Brano citato —
▼▼▼

Il fallimento di una banca è sempre un motivo di tensione finanziaria perché il rischio di contagio è alto. Silicon Valley Bank (SVB), che da qualche giorno occupa le prime pagine dei giornali, a fine 2021 capitalizzava 40 miliardi di dollari; una cifra rilevante anche per il mercato americano. Il fallimento e poi l’intervento d’emergenza con cui si è deciso di garantire tutti i depositi ha avuto tra i tanti effetti quello di spostare le attese di rialzo dei tassi della Fed di settimana prossima a soli 25 punti mentre settimana scorsa si dava per scontato un rialzo di 50 punti.
Ieri è uscito il dato sull’inflazione americana di febbraio (+6,0% rispetto a dodici mesi fa): siamo molto lontani da una normalizzazione, ma l’aumento dei prezzi ha rispettato le attese e quindi il mercato ha potuto consolidare un nuovo scenario: la Fed sarà più prudente nel rialzo dei tassi per evitare che le tensioni finanziarie esplodano.
L’inflazione non è domata e ieri la Fed di Atlanta pubblicava il dato sull’inflazione durevole che rimane elevata e in rialzo rispetto ai cali degli ultimi mesi. Il calo del prezzo del petrolio e del gas potrebbero aiutare nei prossimi mesi e togliere pressione. La decisione della Fed di settimana prossima arriva dopo uno snodo importante perché finora la banca centrale ha potuto alzare senza alcuna controindicazione.
Ciò che importa è che qualsiasi rallentamento dei rialzi o, addirittura, la loro fine o inversione nello scenario attuale può solo riaccendere l’inflazione. Il 2022 è diverso dal 2008 e dal 2011 perché lo scenario geopolitico è cambiato radicalmente e perché quindici anni fa non c’era traccia della rivoluzione green. Oggi siamo in una situazione di conflitto, guerra commerciale e ristrutturazione delle catene di fornitura globale che non è una pausa in un quadro di globalizzazione. Lunedì, mentre i mercati crollavano ed era ancora fresca la notizia del fallimento di SVB, le obbligazioni statali festeggiavano e i loro rendimenti scendevano. È la scommessa, dimostratasi valida nel 2008, che una crisi finanziaria porta a deflazione e politiche monetaria espansive.
Nel nuovo mondo, ufficializzato con l’invasione dell’Ucraina, questo non è più necessariamente vero. Non è affatto chiaro cosa possa succedere se si scoprisse che l’inflazione è strutturalmente molto più alta dei rendimenti offerti dalle obbligazioni statali e, ancora di più, che l’inflazione può continuare anche in un quadro di rallentamento o crisi economica. Le economie sviluppate assumono caratteristiche simili a quelle dei paesi emergenti.

▲▲▲

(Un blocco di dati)
▼▼▼

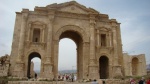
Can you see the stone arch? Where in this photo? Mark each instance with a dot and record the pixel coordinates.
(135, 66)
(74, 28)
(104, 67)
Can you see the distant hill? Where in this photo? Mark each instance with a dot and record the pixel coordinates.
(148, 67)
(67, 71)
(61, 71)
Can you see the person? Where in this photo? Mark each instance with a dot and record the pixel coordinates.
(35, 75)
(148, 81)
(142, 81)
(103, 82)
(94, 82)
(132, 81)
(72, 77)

▲▲▲
▼▼▼

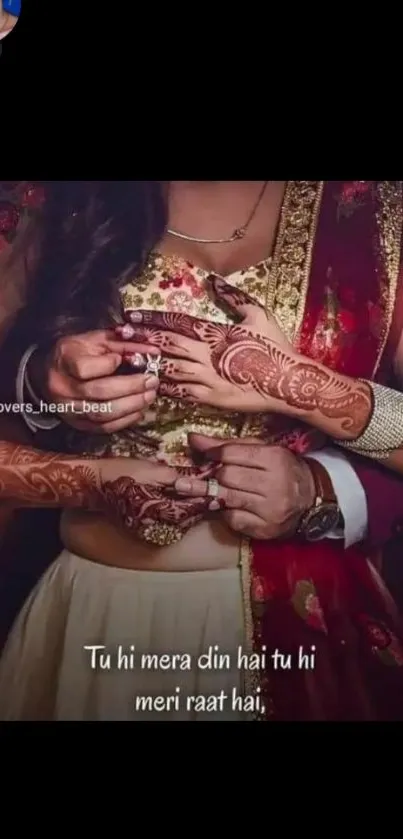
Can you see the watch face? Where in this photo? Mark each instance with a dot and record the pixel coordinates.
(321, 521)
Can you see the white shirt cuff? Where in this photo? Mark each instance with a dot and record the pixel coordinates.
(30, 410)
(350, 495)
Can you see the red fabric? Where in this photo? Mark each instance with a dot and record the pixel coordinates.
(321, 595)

▲▲▲

Consegna dell'esercizio — Prosegui l'articolo sul fallimento di Silicon Valley Bank e sull'inflazione, riprendendo subito dopo la sua ultima frase.

Risposta qui sotto —
Torniamo al fallimento di SVB. I depositi della banca, attiva nel mercato delle start-ups e dei venture capital, dal 2019 al 2022 sono triplicati; è un movimento che non è affatto estraneo al diluvio di liquidità messo in atto dalle banche centrali nella primavera del 2020 per far fronte ai lockdown. Se non è possibile o non si vuole alzare i tassi e far rientrare l’inflazione perché altrimenti si rompono i mercati la conclusione è una sola: inflazione alta e strutturale e forse anche più alta di quella vista a fine 2022 al di là delle prospettive di breve. Tutto questo in un quadro mai visto di limiti e vincoli all’impresa e alla proprietà privata in nome della rivoluzione green e delle ragioni del conflitto.
La tentazione di lasciare fare agli Stati e di accettare strumenti di politica monetaria innovativi, come le valute digitali, sembra irresistibile. Dietro la superficie dei mercati si vedono, sicuramente in Europa, i piani quinquennali e gli espropri proletari; come quelli della casa e della macchina che vengono discussi in questi giorni in sede europea. Agli americani questi eccessi probabilmente verranno risparmiati. Dato che non si può contenere l’inflazione con i metodi tradizionali, perché non si possono alzare i tassi, perché manca l’energia per aumentare la produzione e perché la ristrutturazione delle catene di fornitura richiede un decennio, la tentazione è gestirne le conseguenze mettendo nelle mani degli Stati la “soluzione” del problema che si impedisce alle imprese di trovare.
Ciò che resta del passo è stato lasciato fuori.